*Work required*.
Print the data that follows, exactly and completely.

Stored items from a collection:
----------

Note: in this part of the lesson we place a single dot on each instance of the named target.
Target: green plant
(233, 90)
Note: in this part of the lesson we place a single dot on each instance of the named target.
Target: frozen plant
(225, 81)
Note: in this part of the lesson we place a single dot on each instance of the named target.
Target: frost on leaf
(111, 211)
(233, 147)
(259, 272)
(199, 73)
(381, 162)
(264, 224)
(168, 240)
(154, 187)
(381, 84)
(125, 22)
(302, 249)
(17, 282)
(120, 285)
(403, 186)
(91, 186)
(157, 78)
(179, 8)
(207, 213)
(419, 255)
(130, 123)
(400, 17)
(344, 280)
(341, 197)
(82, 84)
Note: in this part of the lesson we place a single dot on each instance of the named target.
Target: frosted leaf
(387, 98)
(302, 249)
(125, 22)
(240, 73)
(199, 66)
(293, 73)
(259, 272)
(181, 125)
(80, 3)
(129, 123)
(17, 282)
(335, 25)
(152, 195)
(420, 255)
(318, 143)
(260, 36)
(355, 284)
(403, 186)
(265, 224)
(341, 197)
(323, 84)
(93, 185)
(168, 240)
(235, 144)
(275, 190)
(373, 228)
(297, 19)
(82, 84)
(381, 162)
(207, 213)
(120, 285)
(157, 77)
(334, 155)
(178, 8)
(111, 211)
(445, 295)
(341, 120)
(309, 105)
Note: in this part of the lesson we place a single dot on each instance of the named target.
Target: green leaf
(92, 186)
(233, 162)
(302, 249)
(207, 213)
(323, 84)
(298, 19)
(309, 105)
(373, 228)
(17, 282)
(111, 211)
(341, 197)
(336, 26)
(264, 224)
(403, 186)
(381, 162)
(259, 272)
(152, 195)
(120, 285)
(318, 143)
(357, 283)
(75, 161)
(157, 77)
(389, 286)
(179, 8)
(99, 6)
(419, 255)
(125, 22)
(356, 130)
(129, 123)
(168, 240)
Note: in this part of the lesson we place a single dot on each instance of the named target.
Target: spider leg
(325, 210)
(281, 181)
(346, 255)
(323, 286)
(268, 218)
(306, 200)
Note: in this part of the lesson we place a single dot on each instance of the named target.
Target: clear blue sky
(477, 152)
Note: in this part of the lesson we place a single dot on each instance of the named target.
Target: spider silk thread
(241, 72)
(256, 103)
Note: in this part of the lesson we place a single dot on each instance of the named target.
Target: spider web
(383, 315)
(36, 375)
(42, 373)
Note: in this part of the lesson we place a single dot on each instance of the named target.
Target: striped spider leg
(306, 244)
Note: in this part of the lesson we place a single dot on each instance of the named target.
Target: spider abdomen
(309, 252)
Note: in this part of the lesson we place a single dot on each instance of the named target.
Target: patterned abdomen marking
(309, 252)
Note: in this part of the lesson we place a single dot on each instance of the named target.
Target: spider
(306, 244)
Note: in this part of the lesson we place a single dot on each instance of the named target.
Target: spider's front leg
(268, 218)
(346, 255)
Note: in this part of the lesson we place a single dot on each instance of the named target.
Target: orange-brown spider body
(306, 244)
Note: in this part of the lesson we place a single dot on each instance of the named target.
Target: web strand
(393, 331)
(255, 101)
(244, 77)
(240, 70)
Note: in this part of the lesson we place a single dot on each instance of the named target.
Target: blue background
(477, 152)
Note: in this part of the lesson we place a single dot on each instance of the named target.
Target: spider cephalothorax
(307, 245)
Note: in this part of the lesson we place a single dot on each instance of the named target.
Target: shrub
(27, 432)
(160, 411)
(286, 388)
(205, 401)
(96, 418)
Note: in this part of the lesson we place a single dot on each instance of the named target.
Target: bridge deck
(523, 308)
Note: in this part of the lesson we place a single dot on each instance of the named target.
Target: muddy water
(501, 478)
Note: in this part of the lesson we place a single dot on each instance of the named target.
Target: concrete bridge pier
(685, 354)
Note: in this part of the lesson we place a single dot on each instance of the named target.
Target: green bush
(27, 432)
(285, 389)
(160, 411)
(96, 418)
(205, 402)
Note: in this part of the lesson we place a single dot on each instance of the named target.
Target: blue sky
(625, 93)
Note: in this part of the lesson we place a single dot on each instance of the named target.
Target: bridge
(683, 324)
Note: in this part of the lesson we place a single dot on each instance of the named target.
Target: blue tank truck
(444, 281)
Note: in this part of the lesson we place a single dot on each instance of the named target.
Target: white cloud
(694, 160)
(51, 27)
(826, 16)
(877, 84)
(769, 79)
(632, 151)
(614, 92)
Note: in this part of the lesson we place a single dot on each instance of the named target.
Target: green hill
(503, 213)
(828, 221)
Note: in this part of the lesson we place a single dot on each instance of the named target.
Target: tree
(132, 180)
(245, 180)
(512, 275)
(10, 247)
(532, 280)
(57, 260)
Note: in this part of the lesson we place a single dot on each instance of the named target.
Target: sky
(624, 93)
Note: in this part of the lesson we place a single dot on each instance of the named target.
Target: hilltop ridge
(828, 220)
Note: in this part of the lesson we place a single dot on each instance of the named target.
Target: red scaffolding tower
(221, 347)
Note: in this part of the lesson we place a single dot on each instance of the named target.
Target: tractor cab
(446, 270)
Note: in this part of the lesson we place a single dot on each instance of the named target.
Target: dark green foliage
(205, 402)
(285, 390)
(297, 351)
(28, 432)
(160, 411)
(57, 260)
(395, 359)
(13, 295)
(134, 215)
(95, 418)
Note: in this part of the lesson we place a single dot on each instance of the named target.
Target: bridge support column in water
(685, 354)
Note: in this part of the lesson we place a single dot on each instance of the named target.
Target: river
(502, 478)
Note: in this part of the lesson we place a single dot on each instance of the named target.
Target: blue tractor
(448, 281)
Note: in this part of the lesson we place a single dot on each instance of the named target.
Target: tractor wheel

----------

*Reply*.
Note: in this part of the lesson we place a single dot on each instance of the named target.
Target: green plant
(233, 90)
Note: in this part of the lesson we place a single dot on each instance of the named target.
Target: frozen plant
(225, 81)
Note: in this part of the lesson we place a single dot on each instance of the named target.
Target: frost on leaf
(111, 211)
(233, 147)
(259, 272)
(199, 73)
(381, 162)
(264, 224)
(168, 240)
(154, 187)
(381, 84)
(125, 22)
(302, 249)
(17, 282)
(120, 285)
(403, 186)
(91, 186)
(157, 78)
(179, 8)
(207, 213)
(419, 255)
(130, 123)
(400, 17)
(344, 280)
(341, 197)
(82, 84)
Note: in this part of the lesson we place a single dot on each instance of the named target.
Target: frosted leaf
(387, 98)
(302, 249)
(125, 22)
(240, 73)
(199, 66)
(293, 73)
(259, 272)
(181, 125)
(80, 3)
(129, 123)
(17, 282)
(335, 25)
(152, 195)
(420, 255)
(318, 143)
(260, 36)
(355, 284)
(403, 186)
(265, 224)
(341, 197)
(323, 84)
(93, 185)
(168, 240)
(235, 144)
(275, 190)
(373, 228)
(297, 19)
(82, 84)
(381, 162)
(207, 213)
(120, 285)
(157, 77)
(334, 155)
(178, 8)
(111, 211)
(445, 295)
(341, 120)
(309, 105)
Note: in this part of the lesson we place a single dot on each instance of the named target.
Target: green leaf
(92, 186)
(233, 162)
(302, 249)
(207, 213)
(323, 84)
(298, 19)
(309, 105)
(373, 228)
(17, 282)
(111, 211)
(341, 197)
(336, 26)
(264, 224)
(403, 186)
(381, 162)
(259, 272)
(152, 195)
(120, 285)
(318, 143)
(357, 283)
(75, 161)
(157, 77)
(389, 286)
(179, 8)
(99, 6)
(419, 255)
(125, 22)
(356, 130)
(129, 123)
(168, 240)
Note: in this part of the lesson we place a single dot on each instance of the named target.
Target: spider leg
(325, 210)
(281, 181)
(346, 255)
(323, 286)
(268, 218)
(306, 200)
Note: in this part of the lesson we place a single dot on each instance of the named target.
Target: clear blue sky
(477, 152)
Note: in this part of the lesson we place a single dot on each instance of the named target.
Target: spider silk thread
(241, 72)
(256, 103)
Note: in this part of the lesson we place a single dot on each instance of the named target.
Target: spider web
(383, 315)
(36, 375)
(42, 373)
Note: in this part of the lesson we place a single dot on each instance of the named target.
Target: striped spider leg
(306, 244)
Note: in this part of the lesson we place a single dot on each instance of the named target.
Target: spider abdomen
(309, 252)
Note: in this part of the lesson we place a single dot on each instance of the named target.
Target: patterned abdomen marking
(309, 252)
Note: in this part of the lesson we place a single dot on each instance of the named target.
Target: spider
(306, 244)
Note: in this part of the lesson we place a single dot on each instance of the named target.
Target: spider's front leg
(268, 218)
(346, 255)
Note: in this part of the lesson we place a single dot on each instance of the named target.
Target: orange-brown spider body
(306, 244)
Note: in this part of the lesson we place a single dot on each instance of the named target.
Target: web strand
(393, 331)
(255, 101)
(244, 77)
(240, 70)
Note: in this part of the lesson we place a single dot on each instance of the named target.
Target: blue background
(477, 152)
Note: in this part of the lesson we place a single dot on each instance of the named target.
Target: spider cephalothorax
(307, 245)
Note: in this part of the lesson we place a single dot on each instance of the named target.
Target: shrub
(27, 432)
(160, 411)
(286, 388)
(205, 401)
(96, 418)
Note: in this part of the lesson we place a single dot on each instance of the named target.
Target: bridge deck
(523, 308)
Note: in this part of the lesson we place a single dot on each instance of the named target.
Target: muddy water
(501, 478)
Note: in this part of the lesson we place a single dot on each instance of the named target.
Target: concrete bridge pier
(685, 354)
Note: in this part of the lesson we place a single dot on each instance of the named target.
Target: green bush
(27, 432)
(285, 389)
(160, 411)
(96, 418)
(205, 402)
Note: in this part of the lesson we place a single dot on each instance of the named target.
Target: blue sky
(625, 93)
Note: in this part of the lesson we place a single dot on each instance of the named target.
Target: bridge
(683, 324)
Note: in this part of the lesson we place a single dot on each instance of the named target.
Target: blue tank truck
(444, 281)
Note: in this part of the lesson we place a single dot on each instance of the named target.
Target: white cloud
(694, 160)
(51, 27)
(826, 16)
(877, 84)
(769, 79)
(632, 151)
(614, 92)
Note: in this part of the lesson we place a single dot on each instance of the named target.
Target: green hill
(503, 213)
(828, 221)
Note: in this part of the lesson we place a single dot on each instance of the named target.
Target: tree
(132, 180)
(245, 180)
(512, 275)
(10, 247)
(532, 280)
(57, 260)
Note: in this part of the lesson we place a single dot on each instance of the named target.
Target: sky
(624, 93)
Note: in this part of the lesson we place a single dot on each instance of the named target.
Target: hilltop ridge
(828, 220)
Note: in this part of the lesson we place a single dot on each instance of the named target.
Target: red scaffolding tower
(221, 347)
Note: in this part of the lesson we place a single dot on each instance of the named target.
Target: tractor cab
(446, 270)
Note: in this part of the lesson we place a single dot on each instance of the named target.
Target: dark green foliage
(205, 402)
(285, 390)
(297, 351)
(28, 432)
(160, 411)
(57, 260)
(395, 359)
(13, 295)
(134, 215)
(95, 418)
Note: in this part of the lesson we place a single dot on each instance of the named target.
Target: bridge support column in water
(685, 354)
Note: in this part of the lesson we place a single dot on each instance of the named target.
Target: river
(502, 478)
Note: in this part of the lesson we place a single dot on each instance of the named target.
Target: blue tractor
(448, 281)
Note: in this part of the lesson we place a single dot on each instance of the named target.
Target: tractor wheel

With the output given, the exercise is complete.